* start Records *
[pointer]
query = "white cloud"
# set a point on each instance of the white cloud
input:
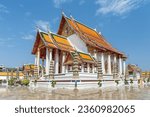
(42, 24)
(117, 7)
(81, 2)
(6, 42)
(3, 9)
(57, 3)
(28, 14)
(28, 37)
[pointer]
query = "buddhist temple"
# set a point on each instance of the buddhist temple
(134, 71)
(76, 50)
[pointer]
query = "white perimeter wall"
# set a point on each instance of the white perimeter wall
(77, 43)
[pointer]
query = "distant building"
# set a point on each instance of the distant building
(8, 75)
(134, 72)
(2, 68)
(145, 74)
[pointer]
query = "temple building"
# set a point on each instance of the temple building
(76, 40)
(134, 71)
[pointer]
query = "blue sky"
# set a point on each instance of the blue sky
(124, 23)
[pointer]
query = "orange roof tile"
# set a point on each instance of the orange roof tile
(62, 42)
(9, 73)
(90, 34)
(47, 39)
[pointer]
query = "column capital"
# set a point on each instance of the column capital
(50, 49)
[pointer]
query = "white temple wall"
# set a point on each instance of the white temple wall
(77, 43)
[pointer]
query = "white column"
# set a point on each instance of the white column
(109, 64)
(124, 67)
(120, 65)
(56, 62)
(63, 60)
(88, 67)
(38, 60)
(35, 62)
(95, 55)
(115, 59)
(42, 67)
(47, 61)
(50, 55)
(66, 68)
(93, 68)
(103, 63)
(82, 67)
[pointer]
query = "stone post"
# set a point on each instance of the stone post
(35, 72)
(51, 70)
(75, 66)
(99, 70)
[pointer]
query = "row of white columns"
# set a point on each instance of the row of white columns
(122, 64)
(48, 59)
(98, 56)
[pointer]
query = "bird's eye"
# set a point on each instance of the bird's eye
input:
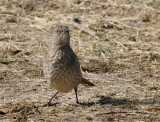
* end Records *
:: Challenge ::
Pick out each of the lines above that contains the word "wall", and copy those lines in full.

:: Reply ::
query = "white perimeter wall"
# set a point on each instance of the white perimeter wall
query = "white temple wall"
# set a point on each instance of the white temple wall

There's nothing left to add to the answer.